**Aim of the exercise:**
Rewrite the lines from the line with "Return boxes for white sea foam." up to and including the line with "[419,247,449,287]", swapping "Return boxes for" for "Give boxes for" and keeping everything else the same. Omit the pictures.

Extracted records:
————————
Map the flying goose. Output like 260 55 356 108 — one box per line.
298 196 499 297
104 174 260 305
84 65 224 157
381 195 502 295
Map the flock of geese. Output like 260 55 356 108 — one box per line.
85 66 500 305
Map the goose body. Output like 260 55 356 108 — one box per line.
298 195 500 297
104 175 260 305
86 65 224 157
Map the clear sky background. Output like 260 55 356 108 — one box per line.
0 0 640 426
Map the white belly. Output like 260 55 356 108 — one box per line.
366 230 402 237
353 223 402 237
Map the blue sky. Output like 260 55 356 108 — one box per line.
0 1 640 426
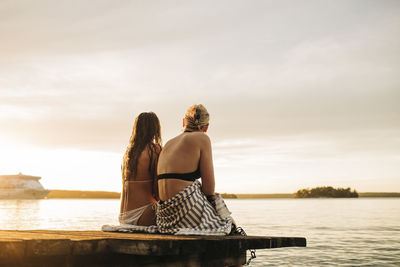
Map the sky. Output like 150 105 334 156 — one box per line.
0 0 400 193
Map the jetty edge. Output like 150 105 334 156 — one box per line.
0 230 306 267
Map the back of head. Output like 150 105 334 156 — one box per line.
184 104 210 130
122 112 161 180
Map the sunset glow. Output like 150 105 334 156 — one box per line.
0 1 400 193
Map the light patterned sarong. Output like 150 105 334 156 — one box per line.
156 181 232 235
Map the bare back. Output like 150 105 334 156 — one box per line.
157 131 215 200
120 148 157 224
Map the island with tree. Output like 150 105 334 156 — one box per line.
294 186 358 198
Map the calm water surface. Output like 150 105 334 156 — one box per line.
0 198 400 266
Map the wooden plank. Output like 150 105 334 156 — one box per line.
0 230 306 267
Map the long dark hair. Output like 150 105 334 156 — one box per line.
122 112 161 181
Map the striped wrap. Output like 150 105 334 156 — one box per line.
157 181 232 235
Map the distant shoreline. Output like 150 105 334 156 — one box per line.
47 190 400 199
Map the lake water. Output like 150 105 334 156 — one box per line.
0 198 400 266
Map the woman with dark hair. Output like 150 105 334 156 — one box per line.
119 112 161 226
157 105 232 235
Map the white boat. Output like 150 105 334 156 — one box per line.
0 173 50 199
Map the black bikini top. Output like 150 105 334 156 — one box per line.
158 167 201 182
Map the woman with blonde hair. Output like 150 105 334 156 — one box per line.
119 112 161 226
157 105 232 235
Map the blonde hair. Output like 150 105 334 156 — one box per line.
184 104 210 130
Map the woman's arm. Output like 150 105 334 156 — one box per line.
200 134 215 195
152 145 162 201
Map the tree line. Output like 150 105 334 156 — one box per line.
294 186 358 198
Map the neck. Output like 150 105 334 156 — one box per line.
183 127 202 133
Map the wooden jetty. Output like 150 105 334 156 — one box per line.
0 230 306 267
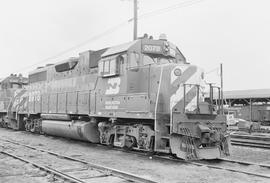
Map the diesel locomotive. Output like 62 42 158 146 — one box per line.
0 35 230 159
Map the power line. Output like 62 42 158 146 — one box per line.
139 0 205 18
15 0 205 73
15 20 129 73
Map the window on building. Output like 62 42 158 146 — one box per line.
129 52 140 68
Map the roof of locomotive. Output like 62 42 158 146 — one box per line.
101 40 139 57
29 35 186 75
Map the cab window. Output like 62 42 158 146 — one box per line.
143 55 155 65
98 56 122 77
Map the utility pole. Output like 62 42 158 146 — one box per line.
220 63 224 114
133 0 138 40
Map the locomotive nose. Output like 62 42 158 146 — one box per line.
170 65 204 112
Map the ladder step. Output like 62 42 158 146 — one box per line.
161 136 170 140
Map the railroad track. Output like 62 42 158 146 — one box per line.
0 139 156 183
0 139 270 182
231 134 270 149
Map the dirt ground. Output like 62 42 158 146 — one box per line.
0 154 50 183
0 128 270 183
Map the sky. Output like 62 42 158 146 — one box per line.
0 0 270 90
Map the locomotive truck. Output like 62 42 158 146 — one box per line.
0 35 230 159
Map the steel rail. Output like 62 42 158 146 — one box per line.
0 150 86 183
1 139 270 178
0 139 157 183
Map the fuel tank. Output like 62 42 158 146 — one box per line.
42 120 99 143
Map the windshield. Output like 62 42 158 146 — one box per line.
143 55 177 65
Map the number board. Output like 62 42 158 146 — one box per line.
142 44 163 54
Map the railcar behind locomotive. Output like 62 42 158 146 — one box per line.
0 35 229 159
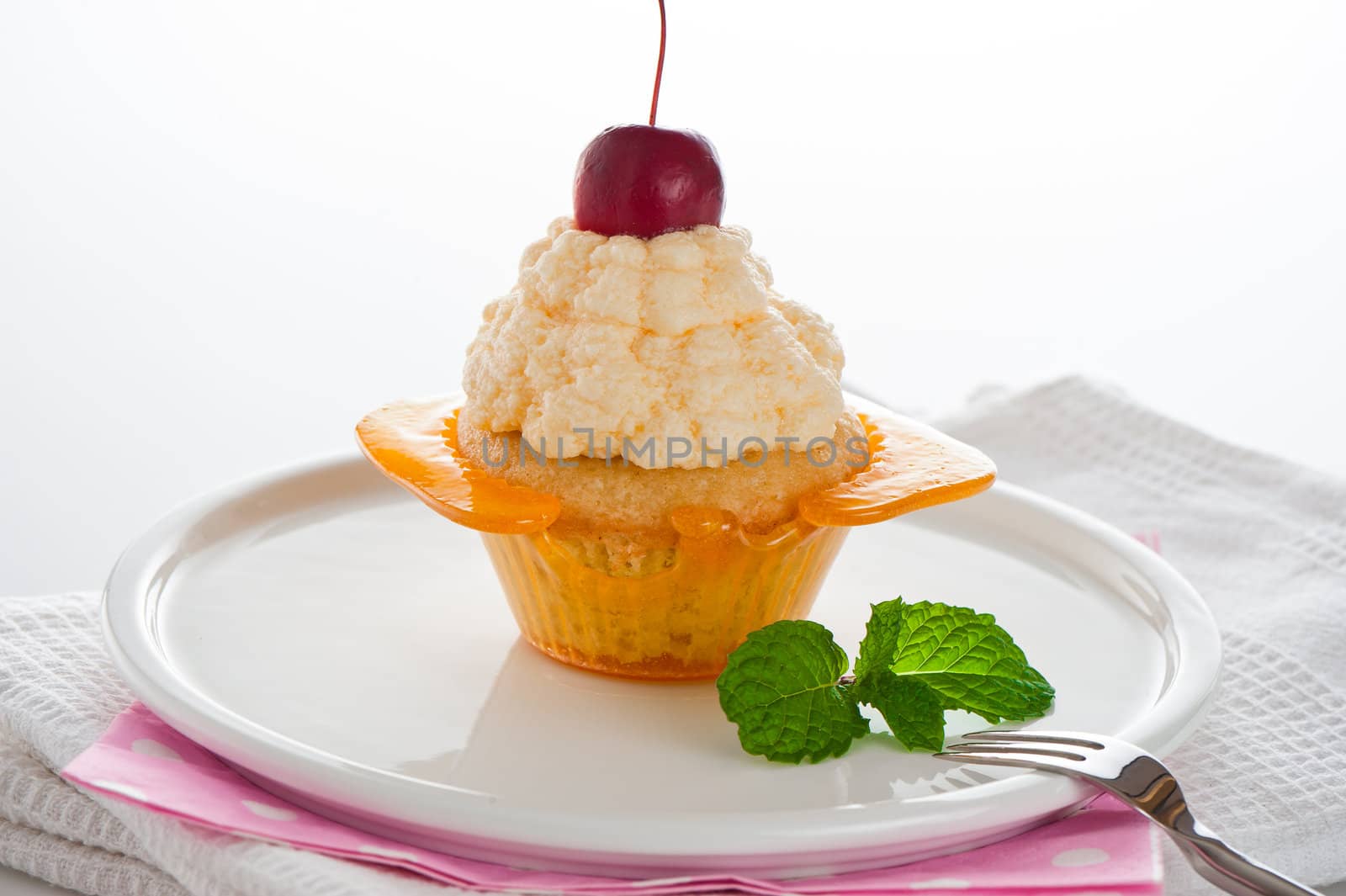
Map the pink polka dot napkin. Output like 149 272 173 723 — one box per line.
62 703 1163 896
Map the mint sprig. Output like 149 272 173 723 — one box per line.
716 597 1055 763
716 620 870 763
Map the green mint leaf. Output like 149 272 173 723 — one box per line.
852 597 945 752
853 673 945 753
715 620 870 763
888 599 1057 725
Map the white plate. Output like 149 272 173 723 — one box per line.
105 430 1220 877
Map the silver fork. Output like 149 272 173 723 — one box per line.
935 730 1322 896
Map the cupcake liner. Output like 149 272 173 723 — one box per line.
482 519 848 680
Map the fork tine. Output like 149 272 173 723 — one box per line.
934 750 1063 768
962 730 1104 750
944 744 1085 763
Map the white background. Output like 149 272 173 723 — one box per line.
0 0 1346 880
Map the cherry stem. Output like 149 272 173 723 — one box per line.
650 0 669 128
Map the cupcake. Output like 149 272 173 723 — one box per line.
358 125 994 678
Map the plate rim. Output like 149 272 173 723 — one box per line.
101 452 1222 873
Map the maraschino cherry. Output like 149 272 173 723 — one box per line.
575 0 724 240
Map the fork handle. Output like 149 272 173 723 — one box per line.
1174 831 1323 896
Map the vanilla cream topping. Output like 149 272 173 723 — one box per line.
463 218 844 468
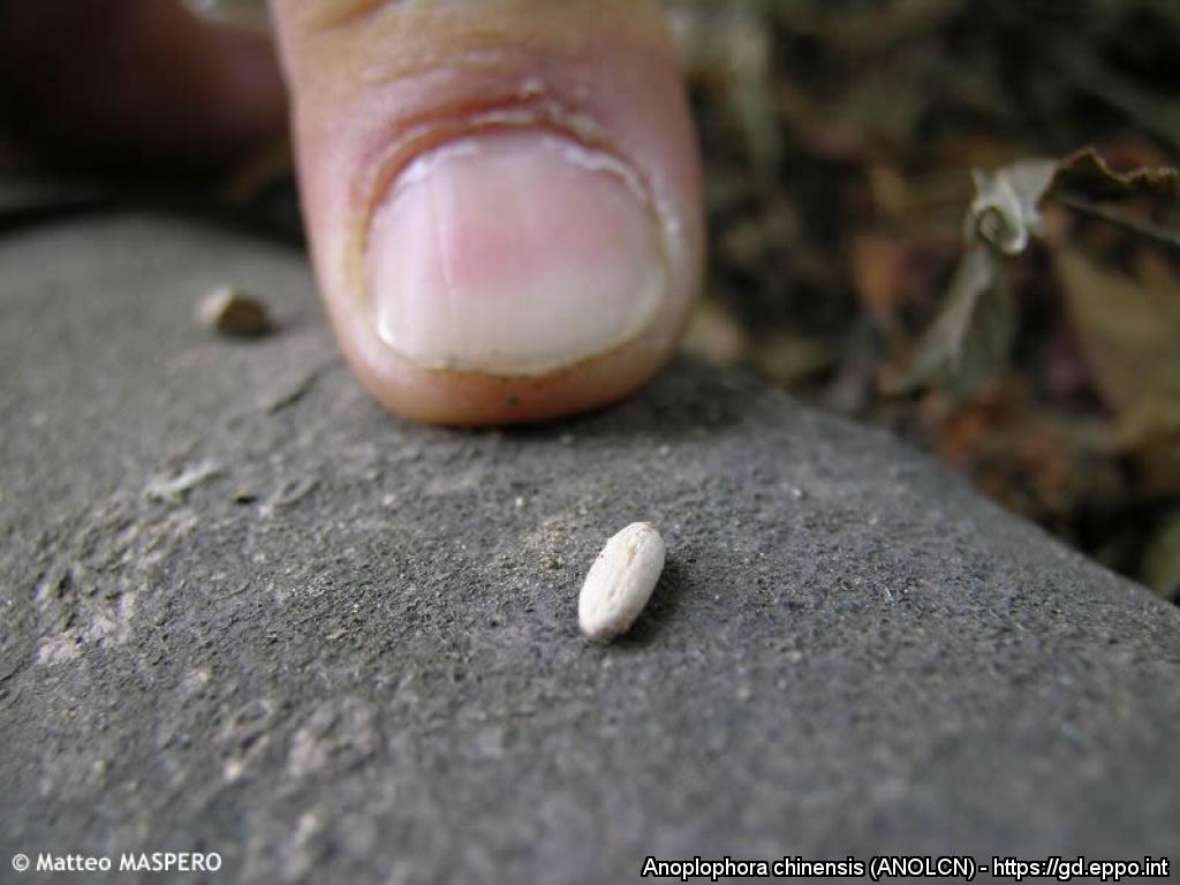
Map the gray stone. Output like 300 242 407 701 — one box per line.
0 216 1180 883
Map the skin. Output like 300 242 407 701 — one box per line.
0 0 703 425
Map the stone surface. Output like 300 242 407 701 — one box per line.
0 217 1180 883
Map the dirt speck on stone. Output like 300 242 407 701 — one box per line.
197 286 274 337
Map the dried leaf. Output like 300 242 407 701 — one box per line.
1053 148 1180 201
1054 247 1180 415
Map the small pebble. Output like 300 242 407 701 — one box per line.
197 286 271 337
578 523 666 640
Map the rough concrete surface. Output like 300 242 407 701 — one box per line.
0 216 1180 883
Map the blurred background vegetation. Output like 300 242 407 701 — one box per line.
0 0 1180 599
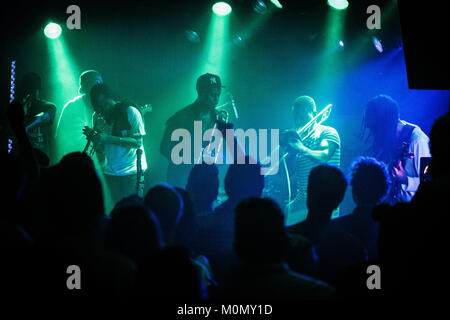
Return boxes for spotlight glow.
[328,0,348,10]
[372,37,383,53]
[44,22,62,39]
[270,0,283,9]
[212,2,231,16]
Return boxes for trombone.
[263,103,333,176]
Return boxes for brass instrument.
[263,103,333,179]
[83,115,106,157]
[197,93,239,163]
[215,94,239,123]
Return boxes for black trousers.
[104,174,137,204]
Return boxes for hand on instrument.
[390,161,408,184]
[288,139,306,153]
[83,126,97,140]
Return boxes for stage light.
[44,22,62,39]
[252,0,267,14]
[328,0,348,10]
[213,2,231,16]
[184,30,200,43]
[372,37,383,53]
[270,0,283,9]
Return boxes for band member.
[56,70,103,157]
[83,84,147,203]
[363,95,431,204]
[160,73,232,188]
[278,96,341,226]
[18,72,56,165]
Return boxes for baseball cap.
[196,73,225,92]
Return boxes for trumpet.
[83,115,106,157]
[297,103,333,141]
[215,93,239,123]
[197,93,239,163]
[263,103,333,176]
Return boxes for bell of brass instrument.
[297,103,333,141]
[215,94,239,123]
[83,116,106,157]
[263,103,333,176]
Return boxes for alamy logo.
[66,4,81,30]
[366,4,381,30]
[170,121,279,175]
[66,265,81,290]
[366,264,381,290]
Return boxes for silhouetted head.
[105,204,161,263]
[306,164,347,223]
[114,194,144,209]
[78,70,103,94]
[186,163,219,214]
[350,157,389,206]
[196,73,222,108]
[225,156,264,203]
[430,113,450,178]
[41,152,105,233]
[144,183,184,243]
[233,198,287,264]
[292,96,317,127]
[136,246,204,302]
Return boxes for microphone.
[229,93,239,119]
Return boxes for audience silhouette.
[0,99,450,303]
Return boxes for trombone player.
[280,96,341,226]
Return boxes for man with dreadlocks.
[363,95,431,204]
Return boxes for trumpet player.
[160,73,230,188]
[280,96,341,226]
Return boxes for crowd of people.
[0,95,450,301]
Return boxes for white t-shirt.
[104,106,147,176]
[400,120,431,201]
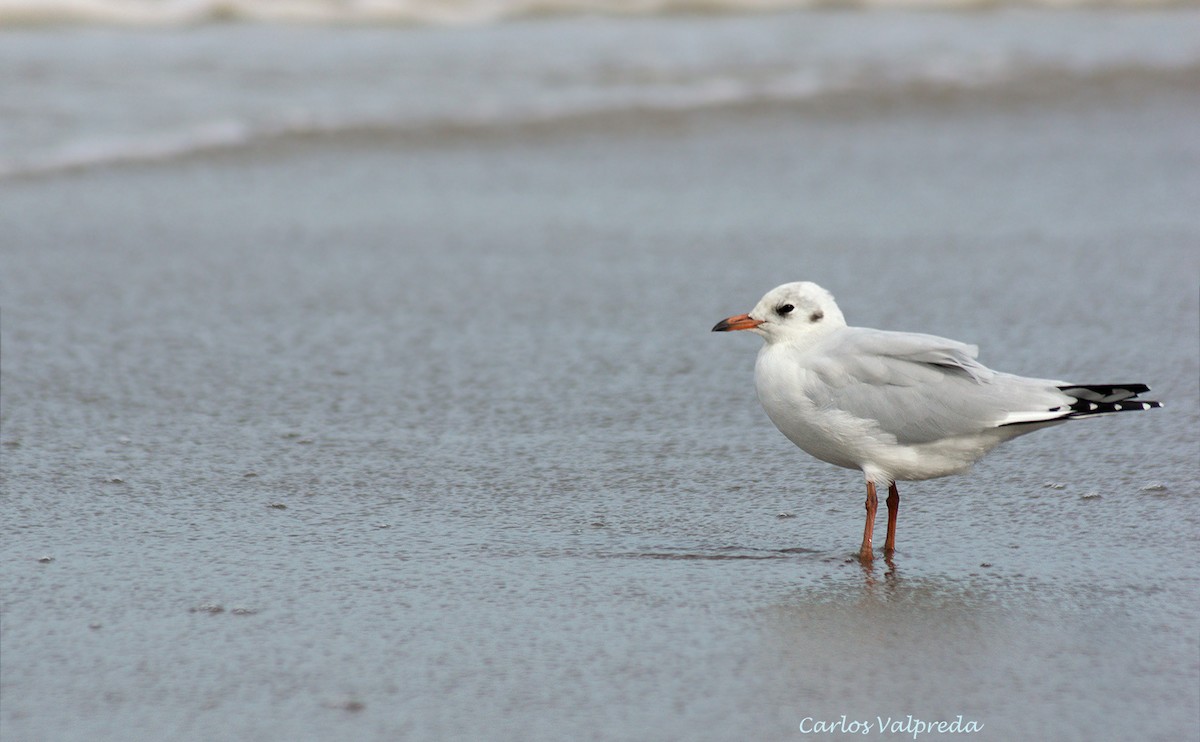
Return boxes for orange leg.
[883,481,900,555]
[858,481,880,562]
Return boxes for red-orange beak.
[713,315,762,333]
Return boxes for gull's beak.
[713,315,762,333]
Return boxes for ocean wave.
[0,0,1200,28]
[0,62,1200,180]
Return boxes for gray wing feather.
[811,328,1066,445]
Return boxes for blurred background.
[0,0,1200,742]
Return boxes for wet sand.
[0,66,1200,741]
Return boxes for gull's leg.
[883,481,900,555]
[858,479,880,562]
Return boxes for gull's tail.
[1000,383,1162,426]
[1052,384,1162,419]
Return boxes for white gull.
[713,281,1160,562]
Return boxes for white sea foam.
[0,0,1196,26]
[0,9,1200,179]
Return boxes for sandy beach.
[0,11,1200,742]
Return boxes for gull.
[713,281,1162,562]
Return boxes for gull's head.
[713,281,846,342]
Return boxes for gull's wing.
[805,328,1068,445]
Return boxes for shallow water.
[0,15,1200,740]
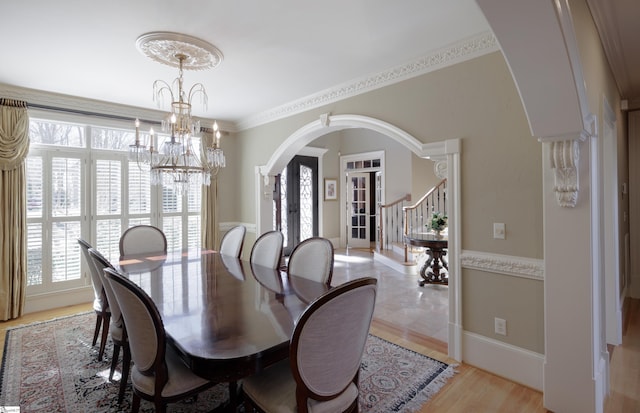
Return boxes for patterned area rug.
[0,313,455,413]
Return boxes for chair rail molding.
[460,250,544,280]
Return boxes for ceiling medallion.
[136,32,223,70]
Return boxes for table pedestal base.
[419,247,449,287]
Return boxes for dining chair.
[120,225,167,255]
[249,231,284,268]
[220,225,247,258]
[104,268,217,413]
[287,237,333,285]
[242,277,377,413]
[78,238,111,360]
[89,248,131,404]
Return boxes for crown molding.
[460,251,544,281]
[236,32,500,131]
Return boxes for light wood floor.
[0,284,640,413]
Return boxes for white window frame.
[27,110,202,296]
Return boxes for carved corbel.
[549,139,580,208]
[433,159,449,179]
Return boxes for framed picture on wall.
[324,179,338,201]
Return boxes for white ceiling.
[0,0,490,122]
[587,0,640,109]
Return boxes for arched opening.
[256,114,462,360]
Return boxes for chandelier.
[129,32,226,194]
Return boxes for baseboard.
[462,331,544,391]
[24,286,94,314]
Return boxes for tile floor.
[331,249,449,343]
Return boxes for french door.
[347,172,371,248]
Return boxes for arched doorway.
[255,114,462,360]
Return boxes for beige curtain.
[0,98,29,320]
[200,133,219,250]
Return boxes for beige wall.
[411,154,441,204]
[570,0,628,297]
[225,49,543,352]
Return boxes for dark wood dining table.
[118,249,328,382]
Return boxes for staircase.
[373,179,447,274]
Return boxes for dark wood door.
[276,156,318,255]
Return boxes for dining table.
[117,248,330,408]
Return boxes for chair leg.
[98,312,111,361]
[118,344,131,404]
[109,341,120,381]
[91,311,102,346]
[229,381,238,412]
[131,391,140,413]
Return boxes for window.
[26,114,201,294]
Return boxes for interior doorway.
[274,155,318,256]
[255,114,462,360]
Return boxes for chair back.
[104,268,167,380]
[220,225,247,258]
[250,231,284,269]
[289,277,377,406]
[89,248,124,327]
[78,238,109,311]
[287,237,333,285]
[120,225,167,255]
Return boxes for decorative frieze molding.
[237,32,500,131]
[460,251,544,280]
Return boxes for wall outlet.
[494,317,507,336]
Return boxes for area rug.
[0,313,455,413]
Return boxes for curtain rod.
[27,103,229,136]
[27,103,160,125]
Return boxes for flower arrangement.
[425,212,447,232]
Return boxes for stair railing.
[402,179,448,262]
[376,194,411,252]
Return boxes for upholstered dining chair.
[120,225,167,255]
[89,248,131,404]
[104,268,217,413]
[242,277,377,413]
[249,231,284,268]
[287,237,333,285]
[220,225,247,258]
[78,238,111,360]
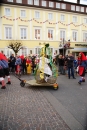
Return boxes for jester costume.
[77,52,87,84]
[35,44,58,83]
[0,53,11,89]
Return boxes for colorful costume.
[35,44,58,83]
[26,59,32,74]
[78,52,87,84]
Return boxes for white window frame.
[60,29,66,41]
[76,6,80,11]
[34,46,40,55]
[4,25,13,40]
[83,31,87,42]
[7,0,13,2]
[34,0,39,5]
[83,17,87,24]
[72,30,78,42]
[56,3,60,9]
[49,1,54,8]
[72,16,77,23]
[81,7,84,12]
[35,11,40,19]
[34,27,42,40]
[28,0,33,5]
[47,28,54,41]
[5,7,11,16]
[86,8,87,13]
[42,0,47,7]
[71,5,75,11]
[61,4,66,9]
[60,14,65,21]
[20,9,26,18]
[48,13,53,20]
[16,0,22,3]
[20,26,28,40]
[21,46,28,56]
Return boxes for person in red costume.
[77,52,87,84]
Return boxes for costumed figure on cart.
[26,56,32,74]
[77,52,87,84]
[35,44,58,87]
[15,56,21,75]
[0,53,11,89]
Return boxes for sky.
[64,0,87,5]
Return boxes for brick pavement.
[0,76,70,130]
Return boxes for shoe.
[73,77,76,79]
[78,81,81,85]
[1,86,6,89]
[6,81,11,84]
[82,79,85,82]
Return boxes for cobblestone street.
[0,76,70,130]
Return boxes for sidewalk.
[0,75,70,130]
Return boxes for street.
[0,75,87,130]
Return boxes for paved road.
[0,75,87,130]
[0,76,70,130]
[49,74,87,130]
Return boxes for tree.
[8,40,23,54]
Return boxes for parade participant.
[15,55,21,74]
[0,53,7,89]
[1,60,11,84]
[77,52,87,84]
[26,56,32,74]
[0,60,6,89]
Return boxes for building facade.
[0,0,87,57]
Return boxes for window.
[61,14,65,21]
[21,10,26,17]
[35,11,40,18]
[81,7,84,12]
[83,32,87,42]
[42,0,46,6]
[8,0,13,2]
[35,29,41,39]
[71,5,75,11]
[48,29,53,40]
[56,3,60,8]
[35,47,40,54]
[5,27,12,39]
[62,4,66,9]
[49,2,54,7]
[76,6,80,11]
[84,18,87,24]
[34,0,39,5]
[21,47,27,56]
[20,28,27,39]
[73,31,77,41]
[16,0,22,3]
[73,16,77,22]
[28,0,33,5]
[5,8,10,16]
[60,30,65,40]
[86,8,87,13]
[48,13,53,20]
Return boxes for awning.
[72,48,87,52]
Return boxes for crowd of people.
[0,49,87,89]
[55,52,87,84]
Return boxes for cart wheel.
————————
**Answer to the problem:**
Give boxes for white sea foam.
[0,0,1196,26]
[0,9,1200,179]
Give boxes for sandy beach.
[0,11,1200,742]
Give boxes for gull.
[713,281,1162,562]
Give boxes for gull's head.
[713,281,846,342]
Give boxes for gull's wing.
[805,328,1068,445]
Give boxes for shallow water.
[0,15,1200,740]
Give boxes for patterned area rug.
[0,313,455,413]
Give boxes for chair rail molding.
[460,250,544,280]
Give boxes for ceiling medallion.
[136,32,223,70]
Give boxes for table pedestal base.
[419,247,449,287]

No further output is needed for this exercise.